= What you will do =
Repeat the material exactly, leaving nothing out.

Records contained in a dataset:
--- START ---

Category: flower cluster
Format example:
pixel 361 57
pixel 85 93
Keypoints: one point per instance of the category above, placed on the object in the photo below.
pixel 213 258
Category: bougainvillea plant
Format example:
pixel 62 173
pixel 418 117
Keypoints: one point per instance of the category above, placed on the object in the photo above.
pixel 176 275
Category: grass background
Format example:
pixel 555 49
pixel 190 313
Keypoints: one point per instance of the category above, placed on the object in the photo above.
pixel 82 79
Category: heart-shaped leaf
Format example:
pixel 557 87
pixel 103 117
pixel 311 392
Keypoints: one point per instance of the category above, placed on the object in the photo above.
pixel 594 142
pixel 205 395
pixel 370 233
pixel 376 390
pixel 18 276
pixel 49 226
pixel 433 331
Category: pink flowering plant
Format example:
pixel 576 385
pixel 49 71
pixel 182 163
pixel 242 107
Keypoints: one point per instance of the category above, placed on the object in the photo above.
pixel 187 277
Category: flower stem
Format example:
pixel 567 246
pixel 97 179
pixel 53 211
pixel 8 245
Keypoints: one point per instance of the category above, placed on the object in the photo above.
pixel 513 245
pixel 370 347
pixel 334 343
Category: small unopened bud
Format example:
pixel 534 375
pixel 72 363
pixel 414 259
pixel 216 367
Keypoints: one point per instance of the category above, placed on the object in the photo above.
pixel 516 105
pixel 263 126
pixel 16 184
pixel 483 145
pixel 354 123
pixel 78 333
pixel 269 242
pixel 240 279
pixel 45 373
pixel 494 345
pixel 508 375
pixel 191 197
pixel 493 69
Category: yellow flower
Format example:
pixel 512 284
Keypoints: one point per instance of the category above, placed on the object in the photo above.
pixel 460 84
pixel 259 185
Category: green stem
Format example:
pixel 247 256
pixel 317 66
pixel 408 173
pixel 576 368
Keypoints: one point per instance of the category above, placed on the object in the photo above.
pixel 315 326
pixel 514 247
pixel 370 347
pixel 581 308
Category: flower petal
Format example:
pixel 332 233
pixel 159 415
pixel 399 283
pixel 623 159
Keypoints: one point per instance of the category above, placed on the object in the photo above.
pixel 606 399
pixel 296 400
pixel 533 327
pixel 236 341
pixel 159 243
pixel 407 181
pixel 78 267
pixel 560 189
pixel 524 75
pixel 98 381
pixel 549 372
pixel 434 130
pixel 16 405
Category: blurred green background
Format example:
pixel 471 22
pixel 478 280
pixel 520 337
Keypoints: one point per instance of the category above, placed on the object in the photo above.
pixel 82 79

--- END ---

= Answer to the task =
Category: flower cluster
Format example:
pixel 361 57
pixel 85 93
Keypoints: one point per instance of the category above, placed on the object in the photo below.
pixel 213 258
Category: bougainvillea plant
Format example:
pixel 62 173
pixel 418 117
Keypoints: one point per instance of the category above, placed on the object in the photo above.
pixel 176 275
Category: grass background
Format example:
pixel 555 49
pixel 190 313
Keypoints: one point per instance of the category above, placed on the object in the photo above.
pixel 82 79
Category: heart-shaped leaf
Format example:
pixel 557 87
pixel 103 117
pixel 311 392
Keypoints: one point per instance of the category above, placed on the object in the photo above.
pixel 594 142
pixel 205 395
pixel 370 233
pixel 376 390
pixel 18 276
pixel 49 226
pixel 433 331
Category: pink flowering plant
Format example:
pixel 576 385
pixel 49 71
pixel 182 163
pixel 242 107
Keypoints: one point per instance of the category above, placed on the object in the photo above.
pixel 187 277
Category: flower stem
Format example:
pixel 567 246
pixel 97 179
pixel 53 211
pixel 8 245
Keypoints: one point per instance of the category above, placed on the object in the photo above.
pixel 513 245
pixel 370 347
pixel 334 343
Category: small unopened bud
Format example:
pixel 534 375
pixel 72 363
pixel 414 259
pixel 216 367
Keypoints: one point per instance of the category above, placed on the object in the photo above.
pixel 516 105
pixel 263 126
pixel 16 184
pixel 483 145
pixel 354 123
pixel 78 333
pixel 269 242
pixel 240 279
pixel 45 373
pixel 494 345
pixel 508 375
pixel 191 197
pixel 493 69
Category: yellow flower
Format example:
pixel 512 284
Keypoints: one point per instance of the category above, placed on the object in the photo above.
pixel 460 84
pixel 259 185
Category: green stem
Format example:
pixel 247 256
pixel 317 66
pixel 408 173
pixel 576 368
Keypoints: one point per instance of the category above, placed on the object in the photo above.
pixel 315 326
pixel 514 247
pixel 370 347
pixel 581 308
Category: flower petal
Format example:
pixel 332 233
pixel 159 415
pixel 399 283
pixel 623 159
Keypoints: one point per instance of the category above, placed on the object in the photo above.
pixel 606 399
pixel 296 400
pixel 533 327
pixel 236 341
pixel 159 243
pixel 407 181
pixel 78 267
pixel 560 189
pixel 524 75
pixel 98 381
pixel 549 372
pixel 434 130
pixel 16 405
Category: blurred green background
Format example:
pixel 471 22
pixel 478 280
pixel 520 337
Keypoints: one point per instance of the category above, placed on the object in the photo above.
pixel 82 79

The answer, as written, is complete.